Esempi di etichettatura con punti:
+===+

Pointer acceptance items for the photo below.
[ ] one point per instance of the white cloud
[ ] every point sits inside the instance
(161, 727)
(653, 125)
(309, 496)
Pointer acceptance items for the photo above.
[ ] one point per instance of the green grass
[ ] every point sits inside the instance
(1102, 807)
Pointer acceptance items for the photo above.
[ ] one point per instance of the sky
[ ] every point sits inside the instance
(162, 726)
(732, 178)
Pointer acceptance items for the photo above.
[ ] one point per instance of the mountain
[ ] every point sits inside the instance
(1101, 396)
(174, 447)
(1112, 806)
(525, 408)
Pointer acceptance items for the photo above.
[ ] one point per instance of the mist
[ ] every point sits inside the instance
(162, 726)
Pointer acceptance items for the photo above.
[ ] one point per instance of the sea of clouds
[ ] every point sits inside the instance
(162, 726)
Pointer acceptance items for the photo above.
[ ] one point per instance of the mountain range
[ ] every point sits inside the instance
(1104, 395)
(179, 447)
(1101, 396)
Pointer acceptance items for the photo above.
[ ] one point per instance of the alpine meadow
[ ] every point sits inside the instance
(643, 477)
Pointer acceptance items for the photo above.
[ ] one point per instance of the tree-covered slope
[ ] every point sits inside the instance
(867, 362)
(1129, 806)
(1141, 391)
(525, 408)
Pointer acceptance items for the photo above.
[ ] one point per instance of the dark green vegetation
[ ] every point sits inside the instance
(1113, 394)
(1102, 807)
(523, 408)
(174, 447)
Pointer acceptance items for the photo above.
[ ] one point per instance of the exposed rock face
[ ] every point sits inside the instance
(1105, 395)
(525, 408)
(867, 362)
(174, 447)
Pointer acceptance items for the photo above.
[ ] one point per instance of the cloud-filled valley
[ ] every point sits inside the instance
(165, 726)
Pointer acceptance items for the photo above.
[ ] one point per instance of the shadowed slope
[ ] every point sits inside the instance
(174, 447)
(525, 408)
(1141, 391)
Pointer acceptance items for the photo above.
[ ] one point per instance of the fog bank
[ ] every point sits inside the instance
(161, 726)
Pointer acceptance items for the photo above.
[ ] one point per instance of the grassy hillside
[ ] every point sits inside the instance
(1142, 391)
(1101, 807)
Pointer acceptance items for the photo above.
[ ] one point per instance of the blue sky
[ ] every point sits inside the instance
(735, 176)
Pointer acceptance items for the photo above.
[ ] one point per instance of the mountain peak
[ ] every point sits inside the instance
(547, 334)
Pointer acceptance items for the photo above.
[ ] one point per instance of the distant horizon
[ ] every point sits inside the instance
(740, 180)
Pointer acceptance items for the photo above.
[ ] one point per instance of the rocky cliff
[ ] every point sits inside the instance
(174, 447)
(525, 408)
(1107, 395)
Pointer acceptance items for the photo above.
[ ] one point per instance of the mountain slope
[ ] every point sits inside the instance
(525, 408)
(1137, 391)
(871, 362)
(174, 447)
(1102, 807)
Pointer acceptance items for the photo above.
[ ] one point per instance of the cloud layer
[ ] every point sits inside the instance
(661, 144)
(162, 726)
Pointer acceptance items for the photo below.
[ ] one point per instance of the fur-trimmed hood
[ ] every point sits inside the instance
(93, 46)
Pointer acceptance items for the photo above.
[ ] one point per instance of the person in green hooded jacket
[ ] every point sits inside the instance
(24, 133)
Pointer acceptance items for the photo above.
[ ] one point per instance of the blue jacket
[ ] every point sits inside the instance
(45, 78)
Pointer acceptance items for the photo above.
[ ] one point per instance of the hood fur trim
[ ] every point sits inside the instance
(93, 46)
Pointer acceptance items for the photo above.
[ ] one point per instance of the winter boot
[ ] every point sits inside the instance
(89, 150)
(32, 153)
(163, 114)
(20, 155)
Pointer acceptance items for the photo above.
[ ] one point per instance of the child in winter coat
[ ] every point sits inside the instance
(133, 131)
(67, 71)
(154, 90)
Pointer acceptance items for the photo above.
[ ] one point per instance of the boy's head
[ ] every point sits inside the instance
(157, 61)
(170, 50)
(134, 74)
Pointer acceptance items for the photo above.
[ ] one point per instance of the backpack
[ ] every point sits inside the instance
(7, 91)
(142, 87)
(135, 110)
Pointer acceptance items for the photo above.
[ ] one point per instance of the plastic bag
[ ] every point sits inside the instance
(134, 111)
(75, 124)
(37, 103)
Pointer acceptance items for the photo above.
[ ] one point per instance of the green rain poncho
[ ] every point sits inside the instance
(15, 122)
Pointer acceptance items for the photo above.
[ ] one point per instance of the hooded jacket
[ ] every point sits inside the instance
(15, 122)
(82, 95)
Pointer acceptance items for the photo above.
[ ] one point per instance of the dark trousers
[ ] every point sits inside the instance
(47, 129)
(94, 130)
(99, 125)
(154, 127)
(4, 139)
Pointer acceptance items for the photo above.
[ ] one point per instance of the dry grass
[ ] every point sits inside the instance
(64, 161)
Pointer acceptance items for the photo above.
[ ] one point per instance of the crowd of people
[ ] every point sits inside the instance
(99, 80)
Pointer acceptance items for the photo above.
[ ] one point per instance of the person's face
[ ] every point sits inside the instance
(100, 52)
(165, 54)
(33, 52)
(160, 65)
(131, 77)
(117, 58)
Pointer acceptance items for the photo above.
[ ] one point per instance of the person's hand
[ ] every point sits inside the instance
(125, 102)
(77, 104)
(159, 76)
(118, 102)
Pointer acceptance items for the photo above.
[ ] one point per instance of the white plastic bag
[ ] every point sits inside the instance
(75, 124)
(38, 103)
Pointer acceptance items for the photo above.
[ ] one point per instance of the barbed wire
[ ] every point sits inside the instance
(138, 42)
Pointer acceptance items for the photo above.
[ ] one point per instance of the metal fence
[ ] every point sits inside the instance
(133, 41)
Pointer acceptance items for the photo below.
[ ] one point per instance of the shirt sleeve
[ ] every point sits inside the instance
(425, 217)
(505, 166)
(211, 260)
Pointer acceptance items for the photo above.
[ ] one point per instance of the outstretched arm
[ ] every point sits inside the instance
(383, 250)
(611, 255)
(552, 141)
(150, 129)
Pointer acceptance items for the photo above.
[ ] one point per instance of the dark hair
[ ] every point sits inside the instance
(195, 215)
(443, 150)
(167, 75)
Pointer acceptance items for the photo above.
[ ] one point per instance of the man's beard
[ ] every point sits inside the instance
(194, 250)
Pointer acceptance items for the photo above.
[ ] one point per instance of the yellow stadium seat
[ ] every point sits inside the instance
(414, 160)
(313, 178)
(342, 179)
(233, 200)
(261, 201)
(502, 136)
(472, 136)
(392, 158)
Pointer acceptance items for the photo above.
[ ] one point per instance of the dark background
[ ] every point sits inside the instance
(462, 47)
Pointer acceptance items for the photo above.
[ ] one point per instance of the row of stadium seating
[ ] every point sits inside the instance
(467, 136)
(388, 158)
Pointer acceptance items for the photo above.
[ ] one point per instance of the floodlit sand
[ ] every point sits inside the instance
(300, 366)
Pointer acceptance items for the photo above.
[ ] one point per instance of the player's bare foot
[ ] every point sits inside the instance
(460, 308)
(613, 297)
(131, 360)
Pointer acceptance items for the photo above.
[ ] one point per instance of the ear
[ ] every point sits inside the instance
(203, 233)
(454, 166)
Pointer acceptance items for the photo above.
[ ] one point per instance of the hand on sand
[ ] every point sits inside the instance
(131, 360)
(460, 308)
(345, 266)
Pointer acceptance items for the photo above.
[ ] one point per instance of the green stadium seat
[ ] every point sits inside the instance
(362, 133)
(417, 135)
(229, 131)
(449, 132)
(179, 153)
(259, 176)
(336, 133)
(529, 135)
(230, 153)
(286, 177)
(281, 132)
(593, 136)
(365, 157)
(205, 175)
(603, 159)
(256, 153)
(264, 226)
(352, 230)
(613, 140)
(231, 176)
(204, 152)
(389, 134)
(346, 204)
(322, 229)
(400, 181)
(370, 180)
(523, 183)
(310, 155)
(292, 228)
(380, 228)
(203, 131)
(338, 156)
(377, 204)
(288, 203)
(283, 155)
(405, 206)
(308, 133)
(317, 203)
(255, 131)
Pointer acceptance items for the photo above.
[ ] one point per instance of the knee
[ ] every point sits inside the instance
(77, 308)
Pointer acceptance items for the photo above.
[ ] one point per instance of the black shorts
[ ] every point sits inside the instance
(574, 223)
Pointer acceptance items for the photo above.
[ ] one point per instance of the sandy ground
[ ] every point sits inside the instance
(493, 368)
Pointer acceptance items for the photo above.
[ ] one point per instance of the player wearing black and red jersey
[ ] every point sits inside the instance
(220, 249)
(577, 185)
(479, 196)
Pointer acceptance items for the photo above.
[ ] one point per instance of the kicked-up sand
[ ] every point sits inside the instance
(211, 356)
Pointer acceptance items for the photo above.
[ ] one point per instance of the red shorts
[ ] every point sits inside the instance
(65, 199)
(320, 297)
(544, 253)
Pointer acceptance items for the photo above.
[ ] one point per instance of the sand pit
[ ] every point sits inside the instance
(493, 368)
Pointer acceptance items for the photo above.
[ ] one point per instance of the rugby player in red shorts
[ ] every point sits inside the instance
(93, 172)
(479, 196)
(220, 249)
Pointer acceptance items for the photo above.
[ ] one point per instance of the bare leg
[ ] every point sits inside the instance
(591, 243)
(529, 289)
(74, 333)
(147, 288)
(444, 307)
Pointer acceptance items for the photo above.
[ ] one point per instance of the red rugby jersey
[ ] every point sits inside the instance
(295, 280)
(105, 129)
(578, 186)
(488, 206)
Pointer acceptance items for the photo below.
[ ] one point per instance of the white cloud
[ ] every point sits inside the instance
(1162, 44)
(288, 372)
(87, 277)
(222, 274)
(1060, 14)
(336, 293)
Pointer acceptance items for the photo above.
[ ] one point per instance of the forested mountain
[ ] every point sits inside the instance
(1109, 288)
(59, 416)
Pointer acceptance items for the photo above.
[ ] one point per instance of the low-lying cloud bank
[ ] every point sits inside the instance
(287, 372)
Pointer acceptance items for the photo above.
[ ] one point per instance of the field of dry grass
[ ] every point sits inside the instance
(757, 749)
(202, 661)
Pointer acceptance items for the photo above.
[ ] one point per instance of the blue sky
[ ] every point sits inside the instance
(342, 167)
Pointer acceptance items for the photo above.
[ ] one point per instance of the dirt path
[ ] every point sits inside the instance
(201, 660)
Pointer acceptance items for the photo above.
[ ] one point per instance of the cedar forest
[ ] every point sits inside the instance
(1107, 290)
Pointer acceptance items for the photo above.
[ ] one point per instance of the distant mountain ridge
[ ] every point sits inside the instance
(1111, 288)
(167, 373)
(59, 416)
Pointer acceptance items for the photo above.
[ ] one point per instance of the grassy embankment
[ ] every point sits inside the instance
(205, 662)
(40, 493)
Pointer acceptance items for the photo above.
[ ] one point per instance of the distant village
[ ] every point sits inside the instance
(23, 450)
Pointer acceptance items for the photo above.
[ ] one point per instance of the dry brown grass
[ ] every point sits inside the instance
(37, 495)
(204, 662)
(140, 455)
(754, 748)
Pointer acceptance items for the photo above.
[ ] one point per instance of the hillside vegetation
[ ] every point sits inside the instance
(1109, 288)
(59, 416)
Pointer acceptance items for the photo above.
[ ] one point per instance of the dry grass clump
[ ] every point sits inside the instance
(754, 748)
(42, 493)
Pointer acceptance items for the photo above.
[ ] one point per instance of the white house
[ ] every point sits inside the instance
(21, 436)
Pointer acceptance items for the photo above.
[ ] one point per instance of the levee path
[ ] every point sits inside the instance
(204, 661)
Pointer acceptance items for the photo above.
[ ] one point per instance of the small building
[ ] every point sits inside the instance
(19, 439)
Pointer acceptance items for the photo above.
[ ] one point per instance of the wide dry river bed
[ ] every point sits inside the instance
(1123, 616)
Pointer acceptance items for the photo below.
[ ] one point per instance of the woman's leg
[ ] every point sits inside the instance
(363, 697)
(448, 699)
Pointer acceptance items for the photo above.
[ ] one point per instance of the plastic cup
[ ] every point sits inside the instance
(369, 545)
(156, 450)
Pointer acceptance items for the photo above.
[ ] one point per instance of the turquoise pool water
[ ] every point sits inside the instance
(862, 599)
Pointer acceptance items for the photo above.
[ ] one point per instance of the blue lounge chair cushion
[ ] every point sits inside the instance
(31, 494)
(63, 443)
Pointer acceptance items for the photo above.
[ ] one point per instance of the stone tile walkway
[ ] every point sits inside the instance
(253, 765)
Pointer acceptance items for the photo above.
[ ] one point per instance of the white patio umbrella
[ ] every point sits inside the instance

+===+

Conta quante righe dei record contengono la stringa "vegetation" e, per favore, indica soltanto il numero.

Risposta all'esercizio: 2